EXERCISE DETAILS - Take the line with "Target: submerged rock" and the rest of the lines after it, to the end of the entries, and restate them exactly.

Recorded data
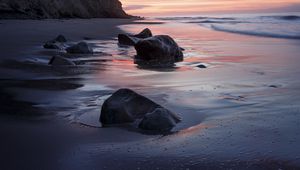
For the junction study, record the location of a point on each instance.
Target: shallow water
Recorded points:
(244, 107)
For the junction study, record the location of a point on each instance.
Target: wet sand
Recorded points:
(242, 112)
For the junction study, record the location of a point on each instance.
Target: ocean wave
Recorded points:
(285, 17)
(216, 21)
(255, 32)
(196, 18)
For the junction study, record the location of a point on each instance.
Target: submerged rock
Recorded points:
(160, 50)
(127, 106)
(160, 119)
(60, 38)
(60, 61)
(80, 48)
(131, 40)
(57, 43)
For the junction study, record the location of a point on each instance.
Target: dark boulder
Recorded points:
(80, 48)
(160, 119)
(127, 106)
(131, 40)
(160, 50)
(60, 38)
(60, 61)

RESPONSE BOX -
Target: submerged rock
Recorded points:
(160, 50)
(127, 106)
(160, 119)
(60, 38)
(60, 61)
(80, 48)
(131, 40)
(57, 43)
For the junction study, record the location of a point on each instance.
Target: dark boulder
Recorded points:
(80, 48)
(160, 119)
(127, 106)
(131, 40)
(160, 50)
(60, 38)
(60, 61)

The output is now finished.